#### Data under study ####
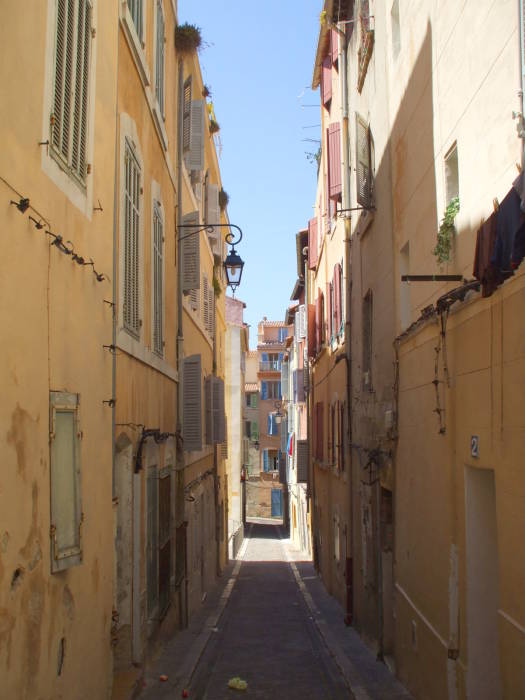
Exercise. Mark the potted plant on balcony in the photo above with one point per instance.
(187, 37)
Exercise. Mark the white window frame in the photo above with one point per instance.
(158, 294)
(137, 44)
(125, 341)
(79, 193)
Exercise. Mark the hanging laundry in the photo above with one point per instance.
(484, 270)
(510, 227)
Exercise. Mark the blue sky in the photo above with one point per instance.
(259, 66)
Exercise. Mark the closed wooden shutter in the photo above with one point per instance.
(302, 461)
(219, 418)
(312, 330)
(132, 212)
(363, 173)
(192, 403)
(190, 253)
(208, 410)
(195, 159)
(66, 508)
(159, 58)
(158, 281)
(312, 243)
(326, 81)
(71, 85)
(186, 117)
(334, 45)
(334, 160)
(338, 311)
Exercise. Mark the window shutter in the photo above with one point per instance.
(326, 81)
(219, 419)
(338, 273)
(66, 509)
(208, 403)
(159, 59)
(363, 162)
(334, 160)
(312, 329)
(191, 253)
(158, 281)
(312, 243)
(334, 45)
(191, 393)
(132, 184)
(302, 461)
(329, 329)
(195, 159)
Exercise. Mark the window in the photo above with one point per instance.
(364, 169)
(132, 186)
(396, 29)
(159, 57)
(333, 137)
(158, 280)
(367, 340)
(136, 12)
(69, 118)
(451, 174)
(270, 390)
(66, 509)
(192, 403)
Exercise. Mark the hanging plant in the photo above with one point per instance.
(446, 232)
(224, 198)
(187, 37)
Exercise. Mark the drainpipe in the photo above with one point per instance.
(345, 142)
(521, 124)
(179, 455)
####
● The task
In the copy, no pictures should appear; the records themselves must be repeated exactly.

● Output of the task
Exercise. Mark the potted plant on balcony in the photo above with one point per instance.
(187, 37)
Exercise. Mark the white window frame in the photo above with one point per instance.
(158, 294)
(137, 44)
(125, 341)
(79, 193)
Exercise. Mark the hanging laundry in the photo above with one point per instance.
(484, 270)
(510, 227)
Exercise. Mark the blue sky in the photo above with one point per instance.
(259, 66)
Exercise. Mark the closed wooden shutter in the photo above with one point per instance.
(302, 461)
(219, 418)
(312, 330)
(132, 212)
(363, 173)
(192, 403)
(190, 253)
(208, 410)
(195, 159)
(66, 508)
(159, 58)
(158, 281)
(312, 243)
(326, 81)
(71, 85)
(186, 117)
(334, 45)
(334, 160)
(338, 311)
Exercise. Mark the window shutter in the photo above with one point per instance.
(326, 81)
(219, 419)
(338, 273)
(66, 509)
(208, 403)
(159, 59)
(363, 162)
(334, 160)
(312, 329)
(191, 253)
(158, 281)
(312, 243)
(334, 45)
(191, 393)
(132, 184)
(302, 461)
(329, 329)
(195, 159)
Exercise. Mark the window in the photo above with one point per instance.
(364, 169)
(132, 186)
(396, 29)
(159, 57)
(333, 137)
(158, 280)
(367, 340)
(136, 12)
(69, 118)
(451, 174)
(270, 390)
(66, 509)
(192, 403)
Exercise. Mark the hanging plant in the photo above with one point per instance.
(446, 232)
(224, 198)
(187, 37)
Exercise. Mark the drainpipe in the photo above with one point per instance.
(345, 142)
(521, 124)
(179, 455)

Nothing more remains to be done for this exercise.